● **Your objective**
Find each line in the items below that contains the word "leash", and copy those lines out in full.

● **Recorded data**
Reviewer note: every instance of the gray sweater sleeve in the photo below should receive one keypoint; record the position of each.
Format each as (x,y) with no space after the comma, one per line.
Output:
...
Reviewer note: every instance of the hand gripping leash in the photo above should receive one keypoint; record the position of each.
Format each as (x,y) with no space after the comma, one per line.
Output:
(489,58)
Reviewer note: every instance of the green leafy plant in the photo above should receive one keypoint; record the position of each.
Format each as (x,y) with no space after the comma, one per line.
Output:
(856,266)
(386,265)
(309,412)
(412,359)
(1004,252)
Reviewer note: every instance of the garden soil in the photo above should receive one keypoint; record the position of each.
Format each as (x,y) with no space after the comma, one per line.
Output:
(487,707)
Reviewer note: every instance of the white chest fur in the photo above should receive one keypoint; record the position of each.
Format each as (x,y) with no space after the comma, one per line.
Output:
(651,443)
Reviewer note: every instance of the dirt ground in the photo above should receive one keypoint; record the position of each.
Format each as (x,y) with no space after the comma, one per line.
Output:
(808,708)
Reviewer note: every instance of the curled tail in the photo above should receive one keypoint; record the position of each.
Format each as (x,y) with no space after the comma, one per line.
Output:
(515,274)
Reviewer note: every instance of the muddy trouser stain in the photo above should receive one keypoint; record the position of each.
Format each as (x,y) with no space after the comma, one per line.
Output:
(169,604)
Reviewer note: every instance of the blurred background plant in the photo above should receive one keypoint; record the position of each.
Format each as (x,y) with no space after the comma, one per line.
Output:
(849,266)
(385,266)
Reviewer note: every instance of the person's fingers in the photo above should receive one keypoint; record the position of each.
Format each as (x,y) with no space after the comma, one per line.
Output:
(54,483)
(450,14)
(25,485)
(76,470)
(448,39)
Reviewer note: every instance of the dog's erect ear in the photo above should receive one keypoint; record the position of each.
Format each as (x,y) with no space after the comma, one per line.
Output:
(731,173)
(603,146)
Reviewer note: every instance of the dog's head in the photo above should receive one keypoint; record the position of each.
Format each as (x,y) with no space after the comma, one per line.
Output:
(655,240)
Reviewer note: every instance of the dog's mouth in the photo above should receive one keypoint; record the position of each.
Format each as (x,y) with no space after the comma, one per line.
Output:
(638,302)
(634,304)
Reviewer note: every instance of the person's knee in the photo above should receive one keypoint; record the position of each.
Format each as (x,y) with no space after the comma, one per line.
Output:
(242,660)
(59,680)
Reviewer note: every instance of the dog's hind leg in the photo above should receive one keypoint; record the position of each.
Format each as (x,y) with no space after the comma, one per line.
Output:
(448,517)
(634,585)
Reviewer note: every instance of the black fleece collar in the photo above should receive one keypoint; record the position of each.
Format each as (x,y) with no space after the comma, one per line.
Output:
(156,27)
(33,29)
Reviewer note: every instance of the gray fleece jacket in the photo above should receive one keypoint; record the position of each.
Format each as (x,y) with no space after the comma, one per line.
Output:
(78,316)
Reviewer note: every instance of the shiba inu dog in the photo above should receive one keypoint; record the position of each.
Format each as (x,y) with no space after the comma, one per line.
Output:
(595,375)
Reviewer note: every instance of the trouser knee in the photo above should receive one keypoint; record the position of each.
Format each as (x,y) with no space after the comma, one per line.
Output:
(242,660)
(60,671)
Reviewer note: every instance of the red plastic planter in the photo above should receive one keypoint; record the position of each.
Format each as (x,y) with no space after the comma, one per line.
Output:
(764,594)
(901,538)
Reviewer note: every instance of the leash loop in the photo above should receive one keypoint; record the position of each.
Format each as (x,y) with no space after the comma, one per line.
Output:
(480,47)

● **Answer below**
Reviewer note: every instance of the hand gripping leash in the photo above should receive one keypoint; record the position of each.
Reviewer note: every instance of the leash loop in the photo above should receive one keypoint; record the position of each.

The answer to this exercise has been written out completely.